_Recorded information_
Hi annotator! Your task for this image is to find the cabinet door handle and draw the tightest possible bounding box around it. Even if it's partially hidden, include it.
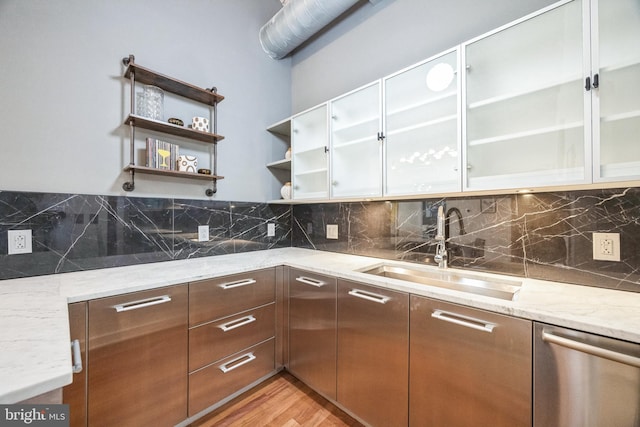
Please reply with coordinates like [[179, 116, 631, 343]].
[[542, 331, 640, 368], [431, 310, 496, 333], [219, 353, 256, 374], [218, 279, 256, 289], [296, 276, 327, 288], [113, 295, 171, 313], [349, 289, 391, 304], [218, 314, 257, 332], [71, 340, 82, 374]]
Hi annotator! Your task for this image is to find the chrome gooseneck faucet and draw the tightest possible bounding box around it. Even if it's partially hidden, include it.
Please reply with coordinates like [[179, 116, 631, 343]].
[[433, 205, 447, 268]]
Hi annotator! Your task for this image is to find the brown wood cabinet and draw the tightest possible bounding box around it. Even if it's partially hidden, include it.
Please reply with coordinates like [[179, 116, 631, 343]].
[[288, 269, 337, 400], [62, 302, 87, 427], [189, 268, 276, 417], [409, 295, 532, 427], [337, 279, 409, 426], [88, 284, 188, 426]]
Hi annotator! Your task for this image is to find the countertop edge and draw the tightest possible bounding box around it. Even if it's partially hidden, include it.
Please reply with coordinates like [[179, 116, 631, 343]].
[[0, 248, 640, 403]]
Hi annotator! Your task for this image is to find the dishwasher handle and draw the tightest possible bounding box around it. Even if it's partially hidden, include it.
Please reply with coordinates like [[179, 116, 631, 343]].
[[431, 310, 496, 333], [71, 340, 82, 374], [542, 331, 640, 368]]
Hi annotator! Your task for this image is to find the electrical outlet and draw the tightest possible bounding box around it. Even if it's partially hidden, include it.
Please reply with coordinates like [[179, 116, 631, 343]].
[[593, 233, 620, 261], [327, 224, 338, 239], [7, 230, 33, 255], [198, 225, 209, 242]]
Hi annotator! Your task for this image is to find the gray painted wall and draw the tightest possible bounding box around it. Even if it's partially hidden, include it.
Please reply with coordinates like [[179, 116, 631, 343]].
[[0, 0, 291, 201], [291, 0, 555, 113]]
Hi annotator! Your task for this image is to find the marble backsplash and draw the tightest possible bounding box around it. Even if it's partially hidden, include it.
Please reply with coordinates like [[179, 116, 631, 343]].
[[0, 191, 291, 279], [0, 188, 640, 292], [292, 188, 640, 292]]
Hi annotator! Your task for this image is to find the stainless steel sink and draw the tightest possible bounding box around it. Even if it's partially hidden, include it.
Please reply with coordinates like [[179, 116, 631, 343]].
[[362, 264, 522, 301]]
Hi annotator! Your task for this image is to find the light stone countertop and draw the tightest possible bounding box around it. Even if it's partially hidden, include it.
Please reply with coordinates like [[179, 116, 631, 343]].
[[0, 248, 640, 403]]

_Written request_
Write out every item above word for word, but leave out the picture.

_Response_
Hi annotator! Your task for this image is to find the cabinet door handle and draw the tightest possible bounding box around it. Even if it's partially hidden, include it.
Please reply with coordinates like [[179, 116, 631, 343]].
[[542, 331, 640, 368], [431, 310, 496, 333], [219, 353, 256, 374], [218, 279, 256, 289], [296, 276, 327, 288], [113, 295, 171, 313], [349, 289, 391, 304], [218, 314, 257, 332], [71, 340, 82, 374]]
Hi annotator! Your task for this image is to find the chrome gooseneck faucet and draw the tightest possible bounding box around it. Even if it's partially hidden, include it.
Please reply with coordinates like [[179, 116, 631, 343]].
[[433, 205, 447, 268]]
Hi annotator! Your task for this image is to find the brown wood cabinet and draw the tightest possible bounding box around it. Even if it's partially hidden, include it.
Please reply with coordinates like [[179, 116, 631, 343]].
[[288, 269, 337, 400], [62, 302, 87, 427], [189, 268, 276, 417], [409, 295, 532, 427], [337, 279, 409, 426], [88, 284, 188, 426]]
Hi annotator! Your task for this image is to find the countertop edge and draw the tightest possible bounding box around it. Even if it's partially hidden, include it.
Please reply with coordinates like [[179, 116, 631, 343]].
[[0, 248, 640, 403]]
Hi annotator! Your task for this image is to find the dishwasher handle and draw the tightest possible bounding box around it. Even if it's partially hidden, include it.
Please reply with coordinates like [[179, 116, 631, 343]].
[[431, 310, 496, 333], [71, 340, 82, 374], [542, 331, 640, 368]]
Hi annotator! Your task for this image is to find the electrical outlet and draw the tightest possible bounding box around it. Even if it's partially hidden, include it.
Please reply with coordinates like [[179, 116, 631, 343]].
[[593, 233, 620, 261], [327, 224, 338, 239], [7, 230, 33, 255], [198, 225, 209, 242]]
Hi annotator! Your task for this image is to find the gray painted wall and draw the tightest possible bounding box around it. Even if it's partially hidden, include it.
Please reply with coordinates like [[179, 116, 631, 343]].
[[0, 0, 291, 201], [291, 0, 555, 113]]
Hi annotator! Your task for this image is to find the marble backsplash and draw the tightest possible bounding box around it. Even if it's partially hidden, include it.
Please reply with coordinates like [[179, 116, 631, 343]].
[[0, 191, 291, 279], [0, 188, 640, 292], [292, 188, 640, 292]]
Hi annotator! Your task for this image is to find the stainless steel sink and draw the tightest possible bounding box around it. Even if it's partially hidden, include it.
Please reply with coordinates like [[179, 116, 631, 343]].
[[362, 264, 522, 301]]
Hi annotator! Your task for this image is to find the light stone countertop and draw the tightest possible bounding box around it. Even if it's partially hidden, include it.
Please reply with coordinates like [[179, 116, 631, 343]].
[[0, 248, 640, 403]]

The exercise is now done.